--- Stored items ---

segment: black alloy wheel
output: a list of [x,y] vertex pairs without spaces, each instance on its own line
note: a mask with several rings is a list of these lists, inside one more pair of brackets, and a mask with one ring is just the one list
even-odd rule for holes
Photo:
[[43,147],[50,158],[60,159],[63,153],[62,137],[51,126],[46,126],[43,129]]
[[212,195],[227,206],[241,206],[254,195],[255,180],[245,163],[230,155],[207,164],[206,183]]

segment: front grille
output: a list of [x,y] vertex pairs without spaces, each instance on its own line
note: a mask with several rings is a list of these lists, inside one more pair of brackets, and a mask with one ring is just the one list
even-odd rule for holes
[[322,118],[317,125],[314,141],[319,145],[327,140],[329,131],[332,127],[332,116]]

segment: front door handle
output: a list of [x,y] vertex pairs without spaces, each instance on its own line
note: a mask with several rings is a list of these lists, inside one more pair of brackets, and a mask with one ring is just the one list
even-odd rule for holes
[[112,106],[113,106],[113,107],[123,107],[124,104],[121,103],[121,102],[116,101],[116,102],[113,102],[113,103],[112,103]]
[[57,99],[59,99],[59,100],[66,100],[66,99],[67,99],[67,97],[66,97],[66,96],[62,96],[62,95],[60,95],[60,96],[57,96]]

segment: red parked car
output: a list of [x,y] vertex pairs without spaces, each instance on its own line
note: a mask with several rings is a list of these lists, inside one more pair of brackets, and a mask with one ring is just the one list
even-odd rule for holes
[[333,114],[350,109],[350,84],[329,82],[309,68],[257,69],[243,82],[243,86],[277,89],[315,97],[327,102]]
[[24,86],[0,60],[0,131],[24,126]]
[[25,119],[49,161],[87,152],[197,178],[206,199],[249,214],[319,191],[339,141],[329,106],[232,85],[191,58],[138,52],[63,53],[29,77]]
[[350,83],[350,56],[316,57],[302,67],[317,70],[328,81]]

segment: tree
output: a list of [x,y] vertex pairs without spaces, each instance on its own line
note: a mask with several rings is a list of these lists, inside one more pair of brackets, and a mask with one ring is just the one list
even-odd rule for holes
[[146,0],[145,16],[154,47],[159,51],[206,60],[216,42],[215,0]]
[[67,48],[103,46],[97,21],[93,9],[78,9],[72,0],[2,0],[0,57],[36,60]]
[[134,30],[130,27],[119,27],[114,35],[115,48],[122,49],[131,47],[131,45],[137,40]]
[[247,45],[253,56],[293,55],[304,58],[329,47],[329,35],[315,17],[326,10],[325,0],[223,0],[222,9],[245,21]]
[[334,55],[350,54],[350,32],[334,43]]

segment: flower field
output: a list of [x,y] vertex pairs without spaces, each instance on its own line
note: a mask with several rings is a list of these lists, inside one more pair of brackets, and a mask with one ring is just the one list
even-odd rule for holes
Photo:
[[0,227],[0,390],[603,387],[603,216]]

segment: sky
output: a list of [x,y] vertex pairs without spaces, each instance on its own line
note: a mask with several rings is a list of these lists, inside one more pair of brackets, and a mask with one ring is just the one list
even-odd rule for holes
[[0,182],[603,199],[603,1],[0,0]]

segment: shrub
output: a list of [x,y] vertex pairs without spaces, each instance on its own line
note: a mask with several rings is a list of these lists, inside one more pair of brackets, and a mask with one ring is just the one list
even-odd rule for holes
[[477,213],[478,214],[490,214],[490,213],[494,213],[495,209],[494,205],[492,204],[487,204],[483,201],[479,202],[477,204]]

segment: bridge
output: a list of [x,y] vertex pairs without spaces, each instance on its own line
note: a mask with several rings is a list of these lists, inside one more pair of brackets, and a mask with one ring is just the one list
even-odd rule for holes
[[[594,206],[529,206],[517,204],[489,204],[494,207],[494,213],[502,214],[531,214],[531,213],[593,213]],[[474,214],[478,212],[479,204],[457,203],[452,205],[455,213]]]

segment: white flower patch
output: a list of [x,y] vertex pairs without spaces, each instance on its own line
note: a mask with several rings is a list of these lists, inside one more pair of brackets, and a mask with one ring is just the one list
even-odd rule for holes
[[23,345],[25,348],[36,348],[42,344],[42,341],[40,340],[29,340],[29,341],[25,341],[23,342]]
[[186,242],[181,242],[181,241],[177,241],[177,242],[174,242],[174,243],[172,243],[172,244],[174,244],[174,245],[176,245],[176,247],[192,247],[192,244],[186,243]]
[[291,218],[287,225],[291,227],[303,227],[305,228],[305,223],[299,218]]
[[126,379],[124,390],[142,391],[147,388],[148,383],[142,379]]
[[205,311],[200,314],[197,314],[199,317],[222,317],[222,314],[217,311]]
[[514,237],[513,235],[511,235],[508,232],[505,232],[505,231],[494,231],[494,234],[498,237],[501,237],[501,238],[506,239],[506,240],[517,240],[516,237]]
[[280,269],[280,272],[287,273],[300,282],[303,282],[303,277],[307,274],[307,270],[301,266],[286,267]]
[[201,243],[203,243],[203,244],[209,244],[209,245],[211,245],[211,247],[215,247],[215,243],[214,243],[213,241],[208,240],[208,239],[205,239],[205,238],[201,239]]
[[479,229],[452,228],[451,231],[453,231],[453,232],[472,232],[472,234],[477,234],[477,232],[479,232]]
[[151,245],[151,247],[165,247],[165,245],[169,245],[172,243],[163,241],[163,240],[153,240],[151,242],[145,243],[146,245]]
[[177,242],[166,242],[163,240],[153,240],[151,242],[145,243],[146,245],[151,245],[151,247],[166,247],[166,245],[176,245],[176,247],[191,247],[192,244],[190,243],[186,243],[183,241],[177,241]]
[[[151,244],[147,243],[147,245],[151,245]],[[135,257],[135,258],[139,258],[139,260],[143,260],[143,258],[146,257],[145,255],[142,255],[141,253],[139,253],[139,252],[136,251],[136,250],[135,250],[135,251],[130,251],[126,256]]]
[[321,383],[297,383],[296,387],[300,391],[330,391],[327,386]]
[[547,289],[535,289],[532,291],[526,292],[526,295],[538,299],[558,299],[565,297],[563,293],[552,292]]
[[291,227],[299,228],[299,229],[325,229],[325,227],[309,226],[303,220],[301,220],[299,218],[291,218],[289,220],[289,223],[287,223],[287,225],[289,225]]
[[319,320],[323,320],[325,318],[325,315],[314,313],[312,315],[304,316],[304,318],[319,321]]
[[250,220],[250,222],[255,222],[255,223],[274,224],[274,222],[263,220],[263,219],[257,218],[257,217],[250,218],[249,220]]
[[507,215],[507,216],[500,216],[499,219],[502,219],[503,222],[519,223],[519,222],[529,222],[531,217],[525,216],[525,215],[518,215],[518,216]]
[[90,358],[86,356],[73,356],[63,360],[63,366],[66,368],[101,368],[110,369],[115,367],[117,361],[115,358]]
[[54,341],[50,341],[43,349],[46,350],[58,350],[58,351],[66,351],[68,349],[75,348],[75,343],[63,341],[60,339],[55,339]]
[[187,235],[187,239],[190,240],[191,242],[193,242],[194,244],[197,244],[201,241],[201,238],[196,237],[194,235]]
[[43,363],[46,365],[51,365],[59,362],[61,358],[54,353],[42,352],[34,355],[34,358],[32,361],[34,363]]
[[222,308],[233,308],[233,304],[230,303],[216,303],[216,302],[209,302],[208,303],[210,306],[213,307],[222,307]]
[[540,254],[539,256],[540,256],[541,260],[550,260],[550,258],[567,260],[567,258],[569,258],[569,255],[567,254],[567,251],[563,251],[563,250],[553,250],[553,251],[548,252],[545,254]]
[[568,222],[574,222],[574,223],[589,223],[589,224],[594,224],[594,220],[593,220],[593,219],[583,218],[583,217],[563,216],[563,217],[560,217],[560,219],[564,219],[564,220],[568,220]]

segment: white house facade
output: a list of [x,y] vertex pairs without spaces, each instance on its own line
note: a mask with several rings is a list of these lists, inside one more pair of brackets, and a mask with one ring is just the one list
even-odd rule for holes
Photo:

--- REQUIRED TASK ---
Copy the rows above, starting with the line containing "segment: front grille" and continuing through the line containing "[[350,83],[350,56],[316,57],[302,67],[317,70],[328,81]]". Reproduce every line in that span without any change.

--- SOLUTION ---
segment: front grille
output: a list of [x,y] vertex pairs without spaces, each instance on its own line
note: a mask with several rings is a list of these lists, inside one more pair of brackets, and a mask with one ring is just the one list
even-odd rule for holes
[[322,118],[317,125],[314,141],[319,145],[327,140],[329,131],[332,127],[332,116]]

segment: front door handle
output: a list of [x,y] vertex pairs without spaces, each instance on its own line
note: a mask with several rings is a list of these lists, inside one more pair of brackets, and a mask with one ring is just the one list
even-odd rule for holes
[[112,106],[113,106],[113,107],[123,107],[124,104],[121,103],[121,102],[116,101],[116,102],[113,102],[113,103],[112,103]]
[[57,99],[59,99],[59,100],[66,100],[66,99],[67,99],[67,97],[66,97],[66,96],[62,96],[62,95],[60,95],[60,96],[57,96]]

segment: red parked car
output: a list of [x,y] vertex pairs without spaces, each instance on its own line
note: a mask with several rings is a list of these lists, inside one more pair of brackets, and a mask with one ring is just the one list
even-odd rule for holes
[[333,114],[350,109],[350,84],[329,82],[309,68],[257,69],[243,82],[243,86],[277,89],[315,97],[327,102]]
[[24,86],[0,60],[0,131],[24,126]]
[[25,119],[49,161],[87,152],[197,178],[206,199],[249,214],[319,191],[339,141],[329,106],[232,85],[191,58],[138,52],[63,53],[29,77]]
[[350,83],[350,56],[316,57],[302,67],[317,70],[328,81]]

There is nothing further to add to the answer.